> _Problem to solve_
Your task is to reproduce exactly the lines from the line with "In this exercise you will tag the seagull in" through the end of the records below.

[start of Stored rows]

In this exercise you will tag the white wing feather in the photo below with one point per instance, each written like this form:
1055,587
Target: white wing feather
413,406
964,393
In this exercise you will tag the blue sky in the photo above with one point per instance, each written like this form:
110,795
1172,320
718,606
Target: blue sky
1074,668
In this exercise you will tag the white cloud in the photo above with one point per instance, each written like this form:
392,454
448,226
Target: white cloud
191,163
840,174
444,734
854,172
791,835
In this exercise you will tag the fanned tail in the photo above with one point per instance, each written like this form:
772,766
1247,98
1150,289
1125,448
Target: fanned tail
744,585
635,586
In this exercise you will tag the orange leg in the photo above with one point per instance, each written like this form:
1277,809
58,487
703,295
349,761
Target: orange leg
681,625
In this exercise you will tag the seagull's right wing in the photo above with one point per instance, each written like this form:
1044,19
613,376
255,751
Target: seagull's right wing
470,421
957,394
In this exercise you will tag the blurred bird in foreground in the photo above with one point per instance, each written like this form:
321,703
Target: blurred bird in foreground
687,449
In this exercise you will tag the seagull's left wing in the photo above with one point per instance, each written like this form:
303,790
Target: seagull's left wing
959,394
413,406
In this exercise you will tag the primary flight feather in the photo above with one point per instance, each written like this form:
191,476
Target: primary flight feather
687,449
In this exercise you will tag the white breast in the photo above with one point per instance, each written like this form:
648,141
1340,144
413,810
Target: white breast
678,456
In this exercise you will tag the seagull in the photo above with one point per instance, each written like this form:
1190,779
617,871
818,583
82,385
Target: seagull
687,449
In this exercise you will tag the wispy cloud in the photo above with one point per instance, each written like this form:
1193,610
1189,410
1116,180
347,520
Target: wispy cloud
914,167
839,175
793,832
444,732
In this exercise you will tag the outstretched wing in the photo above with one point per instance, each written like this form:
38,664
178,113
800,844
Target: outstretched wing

[end of Stored rows]

> _Response to the exercise_
In this exercise you will tag the seagull in the photo above with one point per instance, each written like this form:
1190,779
617,871
818,583
82,385
Target: seagull
687,449
In this exercise you will tag the wispy cloud in the photo above with one point per instance, each written like this form:
1193,610
1189,410
1116,180
347,520
Target: wispy cloud
914,167
839,175
793,832
444,732
In this exercise you will tag the outstretched wing in the photo above with one point per instance, each written like this form:
38,664
178,113
800,844
Target: outstretched wing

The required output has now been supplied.